_Document segment_

● ● ● ● ● ● ●

Sex is easy but being sexually compatible with your partner can be a throw of the dice.
Masturbation is easy, yes.

Sex is difficult to the point of impossibility.

I mean, just where does a person start?

Or where does one person start and another end?

Do I take pleasure in giving pleasure? Or do I give pleasure in taking it?
 
^That must be the most British thing I've read this month.

The other top 10 spots are yours too, mr. Borachio.
 
Oh.

That makes me feel almost proud.

(If only it wasn't for the appalling record on human rights so diligently achieved by the British down the ages.)
 
I'd say the opposite, the more experience you have the more tricks of the trade you know, the more adaptable you are. If you've only been with one person you only know what they like.

Not malleable as in how much different stuff can you do. Malleable as in what do the two of you grow into liking together, as opposed to stuff one person brings to the table that they already like/dislike. That actually mostly makes sense in the light of that big bag of stats somebody dumped in a post a while back where people with few past partners gravitate more successfully towards people with few past partners and the same with those who have had many past partners.
 
Taking out all romantic context, would YOU ask a platonic acquaintance who you see only very infrequently talk to to do something together? Idk about you, but it would feel pretty odd for me to ask someone I wasn't friends with to one day walk up to him and ask him to hang out. If a girl got asked out for coffee by an acquaintance she sees quite infrequently and is awkward around, I'm fairly certain it's a pretty clear signal of romantic interest because most people would not ask a platonic acquaintance to do something together for fun.
Are you saying that platonic acquaintances can't be friends? Why wouldn't a platonic acquaintance be asked to do something for fun? Friendship isn't something that usually happens right away. It takes some interaction, even if it's just a casual conversation at a bus stop, for example.

But there are guys who interpret "she asked me if I'd like to do ____," as "she's interested in me romantically." It was damn awkward, for my 30-something self to have to tell a 17-year-old that just because I invited him to my Star Trek club's annual barbecue, that doesn't mean anything but casual friendship. He interpreted it as "she's interested in me romantically"... and he had no idea that I was biologically old enough to be his mother (people do tend to underestimate my age by 10 years or so, but even in the '90s I didn't think I could be mistaken for a teenager).

● ● ● ● ● ● ●

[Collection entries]
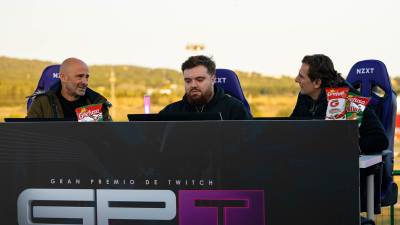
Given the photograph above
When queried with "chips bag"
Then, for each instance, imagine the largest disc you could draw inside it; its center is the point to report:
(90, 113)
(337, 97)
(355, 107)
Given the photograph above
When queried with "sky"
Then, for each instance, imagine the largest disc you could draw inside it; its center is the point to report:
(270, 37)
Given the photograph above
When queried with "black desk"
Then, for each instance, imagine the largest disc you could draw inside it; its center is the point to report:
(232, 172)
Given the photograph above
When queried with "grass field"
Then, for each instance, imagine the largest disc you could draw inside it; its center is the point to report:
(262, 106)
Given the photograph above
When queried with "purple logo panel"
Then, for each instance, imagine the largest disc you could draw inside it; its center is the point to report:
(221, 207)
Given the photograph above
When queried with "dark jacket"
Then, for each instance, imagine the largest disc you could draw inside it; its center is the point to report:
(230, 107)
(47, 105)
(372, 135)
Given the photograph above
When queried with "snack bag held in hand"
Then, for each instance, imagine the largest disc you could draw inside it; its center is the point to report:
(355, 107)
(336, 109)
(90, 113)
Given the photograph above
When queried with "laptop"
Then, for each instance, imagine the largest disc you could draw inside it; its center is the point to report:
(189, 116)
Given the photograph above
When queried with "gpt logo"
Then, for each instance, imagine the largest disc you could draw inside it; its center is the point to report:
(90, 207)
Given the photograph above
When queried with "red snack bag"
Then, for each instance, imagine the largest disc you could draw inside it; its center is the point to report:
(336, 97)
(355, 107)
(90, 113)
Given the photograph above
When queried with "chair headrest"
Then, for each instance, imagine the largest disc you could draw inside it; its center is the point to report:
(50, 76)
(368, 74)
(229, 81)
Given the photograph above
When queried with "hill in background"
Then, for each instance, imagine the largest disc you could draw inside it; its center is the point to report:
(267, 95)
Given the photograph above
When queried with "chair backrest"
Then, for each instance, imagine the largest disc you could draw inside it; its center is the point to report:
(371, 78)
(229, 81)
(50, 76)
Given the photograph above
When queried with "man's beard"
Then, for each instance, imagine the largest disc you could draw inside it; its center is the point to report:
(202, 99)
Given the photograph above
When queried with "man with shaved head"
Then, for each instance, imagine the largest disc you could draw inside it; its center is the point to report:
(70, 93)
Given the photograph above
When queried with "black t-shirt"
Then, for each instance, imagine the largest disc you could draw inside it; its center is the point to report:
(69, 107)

● ● ● ● ● ● ●

_Assigned task_
Return the forum discussion about sex and dating word for word, from "Or where does" down to "down the ages.)".

_Exercise output_
Or where does one person start and another end?

Do I take pleasure in giving pleasure? Or do I give pleasure in taking it?
 
^That must be the most British thing I've read this month.

The other top 10 spots are yours too, mr. Borachio.
 
Oh.

That makes me feel almost proud.

(If only it wasn't for the appalling record on human rights so diligently achieved by the British down the ages.)